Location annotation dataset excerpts
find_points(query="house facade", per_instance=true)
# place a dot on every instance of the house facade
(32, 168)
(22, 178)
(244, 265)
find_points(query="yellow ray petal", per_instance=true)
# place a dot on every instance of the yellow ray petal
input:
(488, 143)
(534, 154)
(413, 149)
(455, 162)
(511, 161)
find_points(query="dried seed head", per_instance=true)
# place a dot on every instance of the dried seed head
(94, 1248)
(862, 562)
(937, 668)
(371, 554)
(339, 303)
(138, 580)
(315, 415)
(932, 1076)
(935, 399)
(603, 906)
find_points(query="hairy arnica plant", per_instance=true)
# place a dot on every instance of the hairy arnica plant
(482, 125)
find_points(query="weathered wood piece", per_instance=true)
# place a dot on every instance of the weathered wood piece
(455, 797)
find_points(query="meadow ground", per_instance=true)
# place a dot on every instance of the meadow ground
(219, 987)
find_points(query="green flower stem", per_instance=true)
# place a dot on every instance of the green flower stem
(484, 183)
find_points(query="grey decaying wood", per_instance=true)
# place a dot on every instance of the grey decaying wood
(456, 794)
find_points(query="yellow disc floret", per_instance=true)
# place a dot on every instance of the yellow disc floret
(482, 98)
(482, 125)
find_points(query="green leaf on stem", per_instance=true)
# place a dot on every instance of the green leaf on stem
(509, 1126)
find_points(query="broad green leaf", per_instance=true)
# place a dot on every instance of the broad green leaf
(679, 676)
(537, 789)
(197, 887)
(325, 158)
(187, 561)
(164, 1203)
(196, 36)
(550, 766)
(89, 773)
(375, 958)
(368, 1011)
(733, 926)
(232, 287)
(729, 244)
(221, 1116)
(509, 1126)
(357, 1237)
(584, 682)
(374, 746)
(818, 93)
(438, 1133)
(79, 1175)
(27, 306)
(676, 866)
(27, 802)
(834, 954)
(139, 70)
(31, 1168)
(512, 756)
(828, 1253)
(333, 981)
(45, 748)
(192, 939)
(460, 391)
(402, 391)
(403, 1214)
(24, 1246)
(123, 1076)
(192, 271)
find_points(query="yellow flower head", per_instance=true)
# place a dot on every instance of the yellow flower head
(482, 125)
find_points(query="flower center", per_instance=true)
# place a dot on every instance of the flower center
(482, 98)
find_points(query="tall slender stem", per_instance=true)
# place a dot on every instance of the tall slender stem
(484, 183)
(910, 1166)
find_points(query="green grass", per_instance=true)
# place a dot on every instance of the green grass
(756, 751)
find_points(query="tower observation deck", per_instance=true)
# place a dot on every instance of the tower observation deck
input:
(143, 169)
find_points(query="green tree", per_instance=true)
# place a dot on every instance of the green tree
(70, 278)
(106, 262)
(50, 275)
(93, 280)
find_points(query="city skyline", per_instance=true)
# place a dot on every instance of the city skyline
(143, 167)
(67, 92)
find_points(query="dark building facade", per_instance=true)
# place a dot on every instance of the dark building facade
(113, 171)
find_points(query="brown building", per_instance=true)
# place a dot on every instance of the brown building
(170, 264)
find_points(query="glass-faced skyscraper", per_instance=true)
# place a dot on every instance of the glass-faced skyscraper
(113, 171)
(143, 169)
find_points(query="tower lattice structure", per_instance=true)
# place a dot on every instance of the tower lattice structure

Task
Return every record, word for word.

Solution to this task
find_points(query="house facade", per_instance=true)
# place a dot on every instance of the house facade
(32, 168)
(22, 178)
(244, 265)
find_points(query="yellow ray petal", per_instance=true)
# place a dot on every instance of the yellow ray petal
input:
(488, 143)
(534, 154)
(413, 149)
(455, 162)
(511, 161)
find_points(query="dried seed head", per_instance=true)
# place a dot on every instance of the dried seed head
(94, 1248)
(862, 562)
(937, 668)
(371, 554)
(339, 303)
(138, 580)
(315, 415)
(932, 1076)
(935, 399)
(603, 906)
find_points(query="hairy arnica plant", per_instance=true)
# place a dot on every instance of the hairy arnica plant
(482, 125)
find_points(query="weathered wood piece", per_instance=true)
# place a dot on every instance of the weathered wood piece
(455, 797)
find_points(query="meadow ground", per_instance=true)
# place a dot on every instance of the meadow ground
(219, 987)
find_points(query="green flower stem", per_instance=true)
# place a dot on every instance of the green flower stem
(484, 183)
find_points(query="grey decaying wood", per_instance=true)
# place a dot on every instance of the grey decaying wood
(456, 794)
find_points(query="yellow disc floret", per_instance=true)
# place a dot on every instance of the yellow disc floret
(482, 98)
(482, 125)
find_points(query="green leaf on stem", per_instance=true)
# place a dot on every instance of the green leaf on stem
(509, 1126)
find_points(query="broad green leaf", per_instance=true)
# place a dot on every instance of the broad green leaf
(679, 676)
(537, 789)
(197, 887)
(325, 158)
(187, 561)
(164, 1203)
(196, 36)
(550, 766)
(89, 773)
(375, 958)
(368, 1011)
(733, 926)
(232, 287)
(729, 244)
(221, 1116)
(509, 1126)
(357, 1237)
(584, 682)
(374, 746)
(818, 93)
(438, 1133)
(79, 1175)
(27, 306)
(676, 866)
(27, 802)
(834, 954)
(139, 70)
(31, 1168)
(512, 756)
(828, 1253)
(333, 981)
(45, 748)
(192, 939)
(460, 391)
(402, 391)
(403, 1214)
(24, 1246)
(123, 1076)
(192, 271)
find_points(query="yellow flower head", per_instance=true)
# place a dot on every instance of the yellow flower head
(482, 125)
find_points(query="flower center", per_instance=true)
# place a dot on every instance of the flower center
(482, 98)
find_points(query="tall slender stem", per_instance=true)
# place a dot on every instance of the tall slender stem
(484, 183)
(910, 1166)
find_points(query="green grass", per_instance=true)
# place a dot on every instance of the green grass
(756, 751)
find_points(query="tower observation deck", per_instance=true)
# place a dot on every instance of the tower observation deck
input:
(143, 169)
find_points(query="green tree", per_instance=true)
# place a dot on every instance of the green tree
(70, 278)
(106, 262)
(50, 275)
(93, 280)
find_points(query="city skyline", per_instance=true)
# place a dot on every instance of the city skyline
(143, 167)
(67, 92)
find_points(query="dark building facade", per_instance=true)
# place a dot on every instance of the dark building facade
(113, 171)
find_points(query="brown building", per_instance=true)
# place a dot on every instance of the brown building
(170, 264)
find_points(query="glass-faced skyscraper", per_instance=true)
# place a dot on every instance of the glass-faced skyscraper
(113, 171)
(143, 169)
find_points(query="tower lattice structure", per_instance=true)
# place a dot on every instance of the tower lattice structure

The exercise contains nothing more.